[WRITTEN TASK]: Can you format everything from the line containing "TARGET = green undergrowth" down to the last of the lines below, both ends included, as a numbered list with blank lines left out?

[LISTED RECORDS]:
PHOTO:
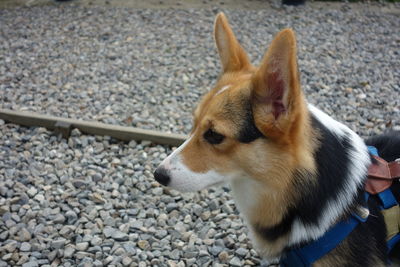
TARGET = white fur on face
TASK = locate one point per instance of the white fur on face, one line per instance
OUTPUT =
(226, 87)
(184, 179)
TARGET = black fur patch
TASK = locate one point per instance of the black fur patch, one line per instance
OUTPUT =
(274, 232)
(248, 129)
(388, 145)
(332, 159)
(241, 113)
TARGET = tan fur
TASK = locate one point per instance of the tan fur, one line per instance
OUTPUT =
(270, 161)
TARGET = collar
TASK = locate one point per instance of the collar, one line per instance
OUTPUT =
(381, 173)
(306, 255)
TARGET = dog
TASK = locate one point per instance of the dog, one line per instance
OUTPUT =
(295, 172)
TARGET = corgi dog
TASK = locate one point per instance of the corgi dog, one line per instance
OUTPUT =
(294, 171)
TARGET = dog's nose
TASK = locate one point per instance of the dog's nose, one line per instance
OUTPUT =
(161, 175)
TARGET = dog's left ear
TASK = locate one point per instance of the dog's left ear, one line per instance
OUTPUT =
(232, 55)
(276, 87)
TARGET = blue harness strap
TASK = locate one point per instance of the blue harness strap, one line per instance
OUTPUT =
(306, 255)
(310, 253)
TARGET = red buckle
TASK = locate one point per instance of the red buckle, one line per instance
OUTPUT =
(381, 175)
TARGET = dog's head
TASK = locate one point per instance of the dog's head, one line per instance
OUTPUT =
(248, 125)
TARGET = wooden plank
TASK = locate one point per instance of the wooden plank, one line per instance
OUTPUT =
(94, 128)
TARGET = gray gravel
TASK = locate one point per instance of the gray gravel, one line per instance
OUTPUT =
(92, 201)
(123, 218)
(148, 67)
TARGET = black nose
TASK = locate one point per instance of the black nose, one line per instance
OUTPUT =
(161, 175)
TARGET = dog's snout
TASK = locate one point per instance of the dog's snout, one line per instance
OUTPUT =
(162, 176)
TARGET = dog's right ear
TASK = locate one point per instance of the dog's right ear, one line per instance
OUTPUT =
(232, 55)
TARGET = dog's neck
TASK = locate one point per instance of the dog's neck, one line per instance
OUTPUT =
(315, 200)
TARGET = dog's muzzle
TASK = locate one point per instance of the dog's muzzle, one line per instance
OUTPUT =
(162, 176)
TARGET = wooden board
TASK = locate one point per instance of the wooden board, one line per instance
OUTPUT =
(94, 128)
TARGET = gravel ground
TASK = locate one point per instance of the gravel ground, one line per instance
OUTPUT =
(92, 201)
(148, 67)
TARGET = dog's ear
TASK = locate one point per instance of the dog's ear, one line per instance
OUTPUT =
(232, 55)
(276, 91)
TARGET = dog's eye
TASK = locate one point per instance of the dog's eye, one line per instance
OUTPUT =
(213, 137)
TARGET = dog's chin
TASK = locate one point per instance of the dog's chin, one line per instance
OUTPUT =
(186, 187)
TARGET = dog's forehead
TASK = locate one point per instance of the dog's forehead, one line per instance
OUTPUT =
(228, 94)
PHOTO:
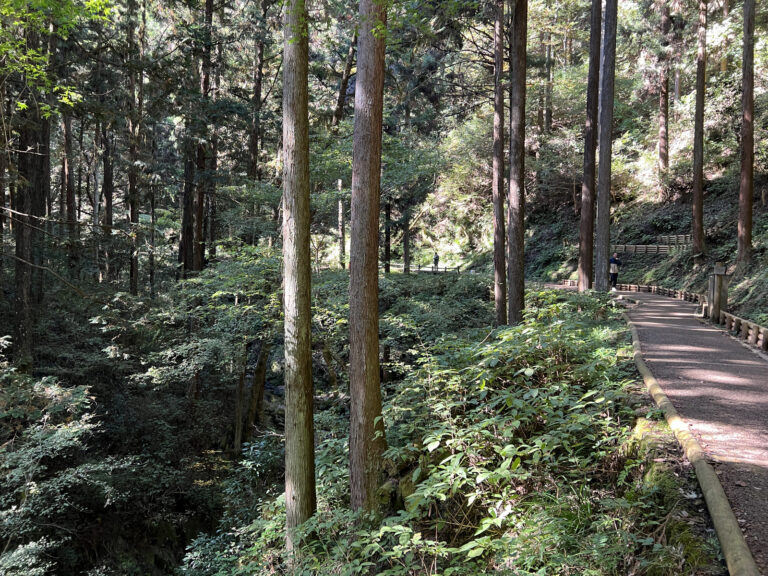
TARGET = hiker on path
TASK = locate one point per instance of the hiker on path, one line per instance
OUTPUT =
(614, 264)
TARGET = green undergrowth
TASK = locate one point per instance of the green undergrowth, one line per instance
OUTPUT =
(510, 452)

[FINISHED EXERCISE]:
1. TARGET = green undergrowth
2. TASK = locate one point per instance of the green undergrowth, one line per instance
3. OUTPUT =
4. (510, 452)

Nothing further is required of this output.